• Source text:
★ ★ ★

Python Forum
using silhouette score for each sample of an array with each cluster - Printable Version

+- Python Forum (https://python-forum.io)
+-- Forum: Python Coding (https://python-forum.io/forum-7.html)
+--- Forum: Data Science (https://python-forum.io/forum-44.html)
+--- Thread: using silhouette score for each sample of an array with each cluster (/thread-29840.html)



using silhouette score for each sample of an array with each cluster - alex80 - Sep-22-2020

I want to use the silhouette index to examine each item in the array (X) with each cluster (0,1,2). I take array (X) as an example but my dataset is far bigger. I tried with this code

from sklearn.cluster import KMeans 
from sklearn.metrics import silhouette_score 
from sklearn.metrics import silhouette_samples
import pandas as pd
import numpy as np
from sklearn_extra.cluster import KMedoids
from sklearn.metrics.pairwise import euclidean_distances

X = np.array([0.85142858,0.85566274,0.85364912,0.81536489,0.84929932])
X=X.reshape(-1, 1)

kmedoids = KMedoids(n_clusters=3, random_state=0).fit(X)
cluster_labels = kmedoids.predict(X)
df = pd.DataFrame({'label': kmedoids.labels_[kmedoids.medoid_indices_],
                       'medoid': np.squeeze(X[kmedoids.medoid_indices_]),
                       'index': kmedoids.medoid_indices_})

for i in range(len(X)):
    print()
    print("item", i+1, X[i])
    for n_clusters in clusters:
        silhouette_samples = silhouette_samples(X[i], n_clusters)
        print("For clusters =", n_clusters, " The average silhouette_score is :", silhouette_samples)
the results I looking for, look like (calculating silhouette score for each sample of a dataset with each cluster)

★ ★ ★

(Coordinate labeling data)
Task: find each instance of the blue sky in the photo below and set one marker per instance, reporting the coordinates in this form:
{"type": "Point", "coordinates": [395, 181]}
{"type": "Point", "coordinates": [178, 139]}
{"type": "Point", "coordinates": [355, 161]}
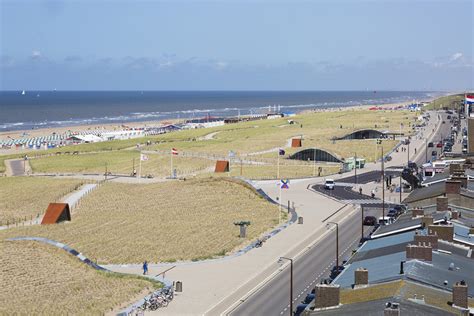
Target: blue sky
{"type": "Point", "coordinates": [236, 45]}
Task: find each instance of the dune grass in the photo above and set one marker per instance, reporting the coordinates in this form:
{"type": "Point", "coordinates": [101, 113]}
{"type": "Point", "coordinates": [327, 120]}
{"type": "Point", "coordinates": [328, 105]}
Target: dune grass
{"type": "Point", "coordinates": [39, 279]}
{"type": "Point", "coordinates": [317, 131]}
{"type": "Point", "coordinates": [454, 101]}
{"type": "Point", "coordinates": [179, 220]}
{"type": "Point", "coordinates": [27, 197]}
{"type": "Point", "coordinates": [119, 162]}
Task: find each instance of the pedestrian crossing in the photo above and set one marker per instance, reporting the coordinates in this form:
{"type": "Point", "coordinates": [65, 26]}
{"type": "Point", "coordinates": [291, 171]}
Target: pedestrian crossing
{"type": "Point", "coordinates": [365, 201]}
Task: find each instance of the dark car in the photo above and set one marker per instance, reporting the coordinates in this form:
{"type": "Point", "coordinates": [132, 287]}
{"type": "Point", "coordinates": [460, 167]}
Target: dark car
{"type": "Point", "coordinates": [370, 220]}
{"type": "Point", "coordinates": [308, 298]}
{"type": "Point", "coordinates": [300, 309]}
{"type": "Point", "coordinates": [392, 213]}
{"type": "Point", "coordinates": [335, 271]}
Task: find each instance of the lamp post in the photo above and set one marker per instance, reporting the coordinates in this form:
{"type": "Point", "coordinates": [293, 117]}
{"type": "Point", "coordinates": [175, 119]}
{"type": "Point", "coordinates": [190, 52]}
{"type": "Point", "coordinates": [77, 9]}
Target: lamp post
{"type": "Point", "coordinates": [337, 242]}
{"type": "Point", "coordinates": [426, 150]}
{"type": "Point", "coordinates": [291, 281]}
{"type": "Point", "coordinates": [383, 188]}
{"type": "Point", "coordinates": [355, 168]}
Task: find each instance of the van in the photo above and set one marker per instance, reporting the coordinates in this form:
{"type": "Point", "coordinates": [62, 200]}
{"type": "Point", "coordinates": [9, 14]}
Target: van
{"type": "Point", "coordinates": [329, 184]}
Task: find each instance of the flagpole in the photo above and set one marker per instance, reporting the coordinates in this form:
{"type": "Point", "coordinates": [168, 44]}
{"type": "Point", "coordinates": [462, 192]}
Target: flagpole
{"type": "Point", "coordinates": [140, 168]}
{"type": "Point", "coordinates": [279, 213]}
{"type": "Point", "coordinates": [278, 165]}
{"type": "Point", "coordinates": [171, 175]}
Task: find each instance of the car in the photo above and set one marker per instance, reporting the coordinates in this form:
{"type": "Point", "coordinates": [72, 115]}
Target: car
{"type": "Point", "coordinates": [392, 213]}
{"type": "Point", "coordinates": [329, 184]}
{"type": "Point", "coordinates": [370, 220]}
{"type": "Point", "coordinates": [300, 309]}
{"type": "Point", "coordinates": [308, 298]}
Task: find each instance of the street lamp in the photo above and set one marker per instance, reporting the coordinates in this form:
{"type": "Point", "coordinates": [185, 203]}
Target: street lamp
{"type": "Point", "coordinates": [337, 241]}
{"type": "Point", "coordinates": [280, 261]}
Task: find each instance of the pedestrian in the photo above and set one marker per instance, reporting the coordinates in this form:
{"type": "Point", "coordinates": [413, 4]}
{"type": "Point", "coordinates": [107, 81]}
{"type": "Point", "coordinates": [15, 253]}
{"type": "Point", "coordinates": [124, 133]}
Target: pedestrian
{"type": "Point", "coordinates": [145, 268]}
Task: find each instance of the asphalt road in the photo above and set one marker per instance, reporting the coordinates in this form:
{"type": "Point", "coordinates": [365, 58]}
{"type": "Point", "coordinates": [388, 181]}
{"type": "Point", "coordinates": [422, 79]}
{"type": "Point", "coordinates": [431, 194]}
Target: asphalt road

★ ★ ★

• The tasks:
(1) In the silhouette score forum post, how many clusters does the code pass to KMedoids?
(2) Go on with the silhouette score forum post, starting after its last line.

• Answers given:
(1) Three clusters (n_clusters=3).

(2)
Output:
item 1 [0.85142858] For clusters = 0 The average silhouette_score is : ??? For clusters = 1 The average silhouette_score is : ??? For clusters = 2 The average silhouette_score is : ??? item 2 [0.85566274] For clusters = 0 The average silhouette_score is : ??? For clusters = 1 The average silhouette_score is : ??? For clusters = 2 The average silhouette_score is : ??? item 3 [0.85364912] For clusters = 0 The average silhouette_score is : ??? For clusters = 1 The average silhouette_score is : ??? For clusters = 2 The average silhouette_score is : ??? item 4 [0.81536489] For clusters = 0 The average silhouette_score is : ??? For clusters = 1 The average silhouette_score is : ??? For clusters = 2 The average silhouette_score is : ??? item 5 [0.84929932] For clusters = 0 The average silhouette_score is : ??? For clusters = 1 The average silhouette_score is : ??? For clusters = 2 The average silhouette_score is : ???



RE: using silhouette score for each sample of an array with each cluster - scidam - Sep-25-2020

(Sep-22-2020, 02:49 PM)alex80 Wrote: calculating silhouette score for each sample of a dataset with each cluster
You need at least 2 class labels to compute silhouette score (see docs).

You probably want to compute scores for each sample, i.e.

from sklearn.cluster import KMeans 
from sklearn.metrics import silhouette_score 
from sklearn.metrics import silhouette_samples
import numpy as np
from sklearn.metrics.pairwise import euclidean_distances
 
X = np.array([0.85142858,0.85566274,0.85364912,0.81536489,0.84929932])
X=X.reshape(-1, 1)
 
kmedoids = KMeans(n_clusters=3, random_state=0).fit(X)
cluster_labels = kmedoids.predict(X)

print(silhouette_samples(X, cluster_labels))
print(silhouette_samples(X, cluster_labels).mean())
print(silhouette_score(X, cluster_labels))